» Records held in a dataset:
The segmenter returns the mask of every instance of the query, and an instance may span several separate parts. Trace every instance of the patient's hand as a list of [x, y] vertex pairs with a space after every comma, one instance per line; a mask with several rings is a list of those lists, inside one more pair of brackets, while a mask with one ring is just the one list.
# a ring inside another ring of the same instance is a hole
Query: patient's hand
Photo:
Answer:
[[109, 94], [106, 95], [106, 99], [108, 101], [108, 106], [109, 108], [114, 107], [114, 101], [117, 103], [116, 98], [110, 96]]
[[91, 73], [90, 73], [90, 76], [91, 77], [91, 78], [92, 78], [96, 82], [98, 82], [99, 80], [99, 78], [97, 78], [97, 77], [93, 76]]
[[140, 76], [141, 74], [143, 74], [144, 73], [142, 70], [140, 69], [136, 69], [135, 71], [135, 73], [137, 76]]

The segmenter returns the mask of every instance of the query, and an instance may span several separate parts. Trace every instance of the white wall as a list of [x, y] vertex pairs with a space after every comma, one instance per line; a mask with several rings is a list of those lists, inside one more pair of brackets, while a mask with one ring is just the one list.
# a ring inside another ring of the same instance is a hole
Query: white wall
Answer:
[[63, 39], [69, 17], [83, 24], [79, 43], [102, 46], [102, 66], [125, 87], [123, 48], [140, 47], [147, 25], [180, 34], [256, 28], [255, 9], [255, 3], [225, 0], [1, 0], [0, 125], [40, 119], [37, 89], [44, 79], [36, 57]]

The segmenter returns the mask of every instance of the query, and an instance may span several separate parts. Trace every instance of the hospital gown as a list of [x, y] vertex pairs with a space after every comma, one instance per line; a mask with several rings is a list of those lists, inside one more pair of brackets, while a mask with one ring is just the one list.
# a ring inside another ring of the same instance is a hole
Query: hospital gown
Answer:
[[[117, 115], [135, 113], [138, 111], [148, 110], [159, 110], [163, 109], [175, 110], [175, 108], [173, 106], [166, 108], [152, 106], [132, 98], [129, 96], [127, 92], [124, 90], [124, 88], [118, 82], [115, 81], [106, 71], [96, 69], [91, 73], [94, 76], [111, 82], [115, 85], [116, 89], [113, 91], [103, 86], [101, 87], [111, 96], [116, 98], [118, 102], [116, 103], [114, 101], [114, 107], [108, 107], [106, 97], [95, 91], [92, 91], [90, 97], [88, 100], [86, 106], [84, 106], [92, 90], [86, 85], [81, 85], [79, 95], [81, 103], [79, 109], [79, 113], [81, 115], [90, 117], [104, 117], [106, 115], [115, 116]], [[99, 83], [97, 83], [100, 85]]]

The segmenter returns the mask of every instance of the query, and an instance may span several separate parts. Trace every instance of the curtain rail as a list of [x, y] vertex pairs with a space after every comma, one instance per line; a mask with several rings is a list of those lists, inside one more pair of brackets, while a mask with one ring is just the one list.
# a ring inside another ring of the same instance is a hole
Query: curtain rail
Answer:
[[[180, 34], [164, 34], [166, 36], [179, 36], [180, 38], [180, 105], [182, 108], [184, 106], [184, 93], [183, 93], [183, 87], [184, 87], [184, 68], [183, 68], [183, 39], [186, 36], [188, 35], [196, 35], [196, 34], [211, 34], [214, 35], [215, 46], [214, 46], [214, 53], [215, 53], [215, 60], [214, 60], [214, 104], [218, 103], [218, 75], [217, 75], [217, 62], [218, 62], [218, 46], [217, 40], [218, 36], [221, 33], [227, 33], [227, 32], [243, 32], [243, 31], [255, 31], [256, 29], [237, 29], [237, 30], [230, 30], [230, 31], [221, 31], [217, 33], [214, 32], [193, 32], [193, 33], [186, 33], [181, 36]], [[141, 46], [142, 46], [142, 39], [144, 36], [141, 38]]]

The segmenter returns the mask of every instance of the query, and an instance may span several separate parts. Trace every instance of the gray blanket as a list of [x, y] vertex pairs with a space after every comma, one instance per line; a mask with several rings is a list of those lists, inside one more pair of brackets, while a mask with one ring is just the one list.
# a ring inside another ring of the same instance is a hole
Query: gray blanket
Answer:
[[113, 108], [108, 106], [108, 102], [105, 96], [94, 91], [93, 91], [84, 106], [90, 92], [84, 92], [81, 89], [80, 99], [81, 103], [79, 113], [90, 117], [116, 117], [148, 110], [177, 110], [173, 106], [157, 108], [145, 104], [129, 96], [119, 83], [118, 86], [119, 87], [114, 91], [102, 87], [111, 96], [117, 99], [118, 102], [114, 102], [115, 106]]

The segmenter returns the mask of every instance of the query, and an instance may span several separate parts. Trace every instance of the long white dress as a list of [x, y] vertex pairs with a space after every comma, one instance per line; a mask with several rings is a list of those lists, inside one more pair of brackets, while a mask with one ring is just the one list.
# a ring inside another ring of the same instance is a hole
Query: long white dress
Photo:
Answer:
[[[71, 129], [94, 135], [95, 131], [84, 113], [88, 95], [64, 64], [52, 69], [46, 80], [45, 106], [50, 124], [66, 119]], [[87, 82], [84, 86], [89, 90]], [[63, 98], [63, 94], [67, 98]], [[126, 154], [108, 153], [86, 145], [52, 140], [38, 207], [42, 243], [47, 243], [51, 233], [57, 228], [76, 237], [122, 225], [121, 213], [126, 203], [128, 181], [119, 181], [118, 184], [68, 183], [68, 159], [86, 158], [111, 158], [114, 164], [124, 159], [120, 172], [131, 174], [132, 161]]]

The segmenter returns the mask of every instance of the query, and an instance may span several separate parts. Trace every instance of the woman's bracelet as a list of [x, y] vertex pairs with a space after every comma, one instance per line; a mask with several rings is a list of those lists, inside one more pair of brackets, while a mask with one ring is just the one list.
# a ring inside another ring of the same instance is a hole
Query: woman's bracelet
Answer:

» Work to be completed:
Reproduce the full listing above line for line, with no changes.

» Final answer:
The segmenter returns the mask of every instance of the query, and an instance may span several separate parts. Trace every instance of the patient's hand as a list of [x, y] vertex pairs with a space after every comma, one instance per line; a mask with several rings is a list of those lists, inside one more pair of brackets, while a mask with one ring is just the one list.
# a ring inside another ring of the same instance is a hole
Query: patient's hand
Photo:
Answer:
[[109, 94], [106, 95], [106, 99], [108, 101], [108, 106], [109, 108], [114, 107], [114, 101], [117, 103], [116, 98], [110, 96]]
[[91, 73], [90, 73], [90, 76], [91, 77], [91, 78], [92, 78], [96, 82], [98, 82], [99, 80], [99, 78], [97, 78], [97, 77], [93, 76]]
[[140, 76], [141, 74], [143, 74], [144, 73], [142, 70], [140, 69], [136, 69], [135, 71], [135, 73], [137, 76]]

The segmenter returns the mask of every instance of the query, and an instance may span several separate parts. Trace every instance of the white wall as a list of [x, y] vertex pairs with a space after every comma, one instance per line; a mask with several rings is a list of those lists, inside one more pair of brackets, while a mask with one ring is just the one list.
# a ring inside another ring of the same instance is a hole
Query: white wall
Answer:
[[63, 39], [69, 17], [83, 24], [79, 43], [102, 46], [102, 66], [125, 87], [123, 48], [140, 47], [147, 25], [180, 34], [256, 28], [255, 9], [255, 3], [225, 0], [1, 0], [0, 125], [40, 119], [37, 89], [44, 79], [36, 57]]

The segmenter returns the mask of every instance of the query, and an instance may span several separate parts. Trace every instance of the hospital gown as a list of [x, y] vertex pairs with a space after every comma, one instance per line; a mask with several rings is a list of those lists, inside one more pair of brackets, while a mask with one ring is just the one list.
# a ring inside another ring of the same instance is a hole
Query: hospital gown
Answer:
[[[117, 115], [135, 113], [138, 111], [148, 110], [159, 110], [163, 109], [175, 110], [175, 108], [173, 106], [166, 108], [152, 106], [132, 98], [129, 96], [127, 92], [124, 90], [124, 88], [118, 82], [115, 81], [106, 71], [96, 69], [91, 73], [94, 76], [111, 82], [115, 85], [116, 89], [113, 91], [103, 86], [101, 87], [111, 96], [116, 98], [118, 102], [116, 103], [114, 101], [114, 107], [108, 107], [106, 97], [95, 91], [92, 91], [90, 97], [88, 100], [86, 106], [84, 106], [92, 90], [86, 85], [81, 85], [79, 95], [81, 103], [79, 109], [79, 113], [81, 115], [90, 117], [104, 117], [106, 115], [115, 116]], [[99, 83], [97, 83], [100, 85]]]

The segmenter returns the mask of every instance of the query, and an instance may span several separate parts. Trace every instance of the curtain rail as a list of [x, y] vertex pairs with a space after every comma, one instance per line; a mask with several rings is a list of those lists, inside one more pair of brackets, while a mask with one ring is just the one list.
# a ring inside another ring of the same instance is a hole
Query: curtain rail
Answer:
[[[180, 34], [164, 34], [166, 36], [179, 36], [180, 38], [180, 105], [182, 108], [184, 106], [184, 93], [183, 93], [183, 87], [184, 87], [184, 68], [183, 68], [183, 39], [186, 36], [188, 35], [196, 35], [196, 34], [211, 34], [214, 35], [215, 46], [214, 46], [214, 53], [215, 53], [215, 60], [214, 60], [214, 104], [218, 103], [218, 75], [217, 75], [217, 62], [218, 62], [218, 46], [217, 40], [218, 36], [221, 33], [227, 33], [227, 32], [243, 32], [243, 31], [255, 31], [256, 29], [237, 29], [237, 30], [230, 30], [230, 31], [221, 31], [217, 33], [214, 32], [193, 32], [193, 33], [186, 33], [181, 36]], [[141, 46], [142, 46], [142, 39], [144, 36], [141, 38]]]

The segmenter returns the mask of every instance of the query, and an instance may span several separate parts. Trace every instance of the gray blanket as a list of [x, y] vertex pairs with a space after every comma, one instance per line; a mask with several rings is a list of those lists, inside one more pair of brackets, while a mask with one ring is just the one list.
# a ring inside another ring of the same instance is a hole
Query: gray blanket
Answer:
[[113, 108], [108, 106], [108, 102], [105, 96], [94, 91], [93, 91], [84, 106], [90, 92], [84, 92], [81, 89], [80, 99], [81, 103], [79, 113], [90, 117], [116, 117], [148, 110], [177, 110], [173, 106], [157, 108], [145, 104], [129, 96], [119, 83], [118, 86], [119, 87], [114, 91], [102, 87], [111, 96], [117, 99], [118, 102], [114, 102], [115, 106]]

The segmenter returns the mask of every instance of the query, and an instance may span several separate parts. Trace every instance of the long white dress as a list of [x, y] vertex pairs with a space after every comma, one instance per line; a mask with several rings is a list of those lists, inside one more pair of brackets, while a mask with one ring is just the one list.
# a ring inside another ring of the same instance is a hole
Query: long white dress
Photo:
Answer:
[[[71, 129], [94, 135], [95, 131], [84, 113], [88, 95], [64, 64], [52, 69], [46, 80], [45, 106], [50, 124], [66, 119]], [[87, 82], [84, 86], [89, 90]], [[63, 98], [63, 94], [67, 98]], [[126, 154], [108, 153], [86, 145], [52, 140], [38, 207], [42, 243], [47, 243], [51, 233], [57, 228], [76, 237], [122, 225], [121, 213], [126, 203], [128, 181], [119, 181], [118, 184], [68, 183], [68, 159], [86, 158], [111, 158], [114, 164], [124, 159], [120, 172], [131, 174], [132, 161]]]

The segmenter returns the mask of every instance of the query, and an instance may span several separate parts. Trace every instance of the woman's bracelet as a list of [x, y] vertex pairs with a space after every comma, one instance per line; a mask with several rings is a list of those lists, inside one more pair of brackets, while a mask with one ring is just the one list.
# a ring inside another ring of the same instance is a hole
Query: woman's bracelet
Answer:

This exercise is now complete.